Texte fourni:
J’ai bouffé des polys d’interférométrie, de nombreuses planches d’instrumentation, retracé les calculs de h, le terme de perturbation de la métrique de Minkowski. Les dernières semaines, Princeton, l’IAS, Chapel Hill, des univers sans mots, et un re-plongeon si perturbant, merveilleux et éthéré dans le Rivage des Syrtes, une bande son soigneusement sélectionnée. Je me suis dit : « Tout est prêt, maintenant il faut écrire. »
Au début de cette lecture, je trouvais Murakami faussement humble, trop japonais de sa génération, et je me disais que rien dans son processus d’écriture ne me parlait vraiment. Il le décrit comme un hasard, dit ne pas en souffrir, j’entends dans sa vision de l’écriture et de la vie cette façon si japonaise de ne pas s’appesantir sur le courant des choses, de laisser filer et de prendre sans trop questionner, et ne pas expliquer (悪いけど、しょうがない、頑張ろう). Et si j’apprécie cela dans une certaine mesure, je me dis que dans l’écriture, cela ne me suffit pas. Je ne sais pas si c’est une question de genre (h/f), mais dans mes oscillations hormonales et bipolaires, je me sens évidemment plus proche de Sylvia Plath, Nancy Huston, Marguerite Duras, qui écrivent comme si elles allaient en vivre ou en mourir…
Il y a tout de même ce chapitre sur la nourriture nécessaire pour écrire. Amusant : il y parle de Hemingway. Il y parle d’innombrables tiroirs où il stocke son matériel, au fil des journées et des contemplations. Et à la lecture de ces pages-là, je me dis : oui.
Alors, si vous aspirez à écrire un roman, regardez autour de vous avec le plus d’attention possible. Telle est ma conclusion aujourd’hui. Le monde peut paraître ennuyeux mais, en réalité, il est plein de pierres précieuses brutes, fascinantes et énigmatiques. Les écrivains possèdent un œil particulier qui leur permet de découvrir ces merveilles. Et ce qu’il y a de fantastique, c’est qu’elles ne coûtent rien. Si vous avez un regard acéré, ces joyaux, vous pourrez en choisir autant que vous le souhaiterez, en récolter autant que vous le voudrez. Il n’y a pas de plus beau métier, vous ne croyez pas ?

Consignes:
• 1. Dans le texte sur l'écriture, de quel écrivain Murakami parle-t-il dans le chapitre sur la nourriture nécessaire pour écrire ?
• 2. Recopiez, dans le texte sur l'écriture, le passage allant de « Alors, si vous » jusqu'à « croyez pas ? ».

Données d'étiquetage de contours:
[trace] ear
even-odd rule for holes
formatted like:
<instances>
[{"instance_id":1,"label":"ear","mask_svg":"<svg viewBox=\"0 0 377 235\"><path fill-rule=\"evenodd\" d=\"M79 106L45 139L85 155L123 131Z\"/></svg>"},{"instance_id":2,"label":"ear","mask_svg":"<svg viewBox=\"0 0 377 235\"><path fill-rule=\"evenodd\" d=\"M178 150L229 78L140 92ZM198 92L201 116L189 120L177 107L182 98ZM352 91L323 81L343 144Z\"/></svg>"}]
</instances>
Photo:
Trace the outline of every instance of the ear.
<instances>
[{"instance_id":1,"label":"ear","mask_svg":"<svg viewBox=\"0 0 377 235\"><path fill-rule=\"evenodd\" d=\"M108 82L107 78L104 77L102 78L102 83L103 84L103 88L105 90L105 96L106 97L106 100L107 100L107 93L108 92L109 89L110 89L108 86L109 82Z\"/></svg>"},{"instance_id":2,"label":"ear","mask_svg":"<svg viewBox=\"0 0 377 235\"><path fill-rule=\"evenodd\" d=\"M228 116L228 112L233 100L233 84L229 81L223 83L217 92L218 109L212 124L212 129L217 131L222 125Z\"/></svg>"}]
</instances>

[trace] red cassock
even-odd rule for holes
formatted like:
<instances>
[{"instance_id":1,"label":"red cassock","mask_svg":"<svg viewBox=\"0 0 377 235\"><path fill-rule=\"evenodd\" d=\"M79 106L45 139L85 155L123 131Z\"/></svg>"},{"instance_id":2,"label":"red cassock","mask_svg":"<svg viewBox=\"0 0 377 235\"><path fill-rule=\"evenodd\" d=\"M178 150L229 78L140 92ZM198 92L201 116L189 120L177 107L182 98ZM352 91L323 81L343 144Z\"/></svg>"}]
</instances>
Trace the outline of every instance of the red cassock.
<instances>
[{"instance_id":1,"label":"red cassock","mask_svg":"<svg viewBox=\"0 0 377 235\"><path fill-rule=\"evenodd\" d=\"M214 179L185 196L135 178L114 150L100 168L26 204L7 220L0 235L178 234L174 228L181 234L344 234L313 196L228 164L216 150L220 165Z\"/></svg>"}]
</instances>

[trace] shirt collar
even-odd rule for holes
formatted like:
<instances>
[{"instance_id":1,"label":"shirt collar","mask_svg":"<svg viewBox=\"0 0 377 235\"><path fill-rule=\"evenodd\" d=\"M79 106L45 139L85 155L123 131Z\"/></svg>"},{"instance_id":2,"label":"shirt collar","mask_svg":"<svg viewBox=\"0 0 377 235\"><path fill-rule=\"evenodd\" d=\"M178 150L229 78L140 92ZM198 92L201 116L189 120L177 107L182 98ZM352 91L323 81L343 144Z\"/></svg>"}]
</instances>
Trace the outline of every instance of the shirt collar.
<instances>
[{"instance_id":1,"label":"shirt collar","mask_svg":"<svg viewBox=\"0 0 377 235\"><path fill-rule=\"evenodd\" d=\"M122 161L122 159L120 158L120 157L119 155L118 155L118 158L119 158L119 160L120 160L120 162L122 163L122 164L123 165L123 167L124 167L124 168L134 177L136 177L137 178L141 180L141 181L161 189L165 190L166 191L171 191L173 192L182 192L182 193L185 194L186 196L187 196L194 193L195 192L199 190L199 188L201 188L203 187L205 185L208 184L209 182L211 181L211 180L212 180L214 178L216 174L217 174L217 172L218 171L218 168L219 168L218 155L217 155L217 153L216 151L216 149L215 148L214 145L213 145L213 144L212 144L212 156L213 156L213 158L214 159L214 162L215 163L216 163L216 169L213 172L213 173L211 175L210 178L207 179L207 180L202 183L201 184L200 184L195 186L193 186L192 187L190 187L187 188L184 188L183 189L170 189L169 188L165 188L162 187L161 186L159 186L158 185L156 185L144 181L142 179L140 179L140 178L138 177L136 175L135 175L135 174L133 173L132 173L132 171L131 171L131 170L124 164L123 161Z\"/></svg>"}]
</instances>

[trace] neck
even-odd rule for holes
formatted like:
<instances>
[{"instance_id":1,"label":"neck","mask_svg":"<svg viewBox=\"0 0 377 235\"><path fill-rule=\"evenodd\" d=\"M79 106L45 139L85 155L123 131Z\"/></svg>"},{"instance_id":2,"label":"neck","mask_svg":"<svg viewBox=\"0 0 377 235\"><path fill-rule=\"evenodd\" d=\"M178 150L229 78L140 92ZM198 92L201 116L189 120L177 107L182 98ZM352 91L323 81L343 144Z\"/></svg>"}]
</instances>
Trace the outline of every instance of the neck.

Les solutions:
• 1. De Hemingway.

• 2.
Alors, si vous aspirez à écrire un roman, regardez autour de vous avec le plus d’attention possible. Telle est ma conclusion aujourd’hui. Le monde peut paraître ennuyeux mais, en réalité, il est plein de pierres précieuses brutes, fascinantes et énigmatiques. Les écrivains possèdent un œil particulier qui leur permet de découvrir ces merveilles. Et ce qu’il y a de fantastique, c’est qu’elles ne coûtent rien. Si vous avez un regard acéré, ces joyaux, vous pourrez en choisir autant que vous le souhaiterez, en récolter autant que vous le voudrez. Il n’y a pas de plus beau métier, vous ne croyez pas ?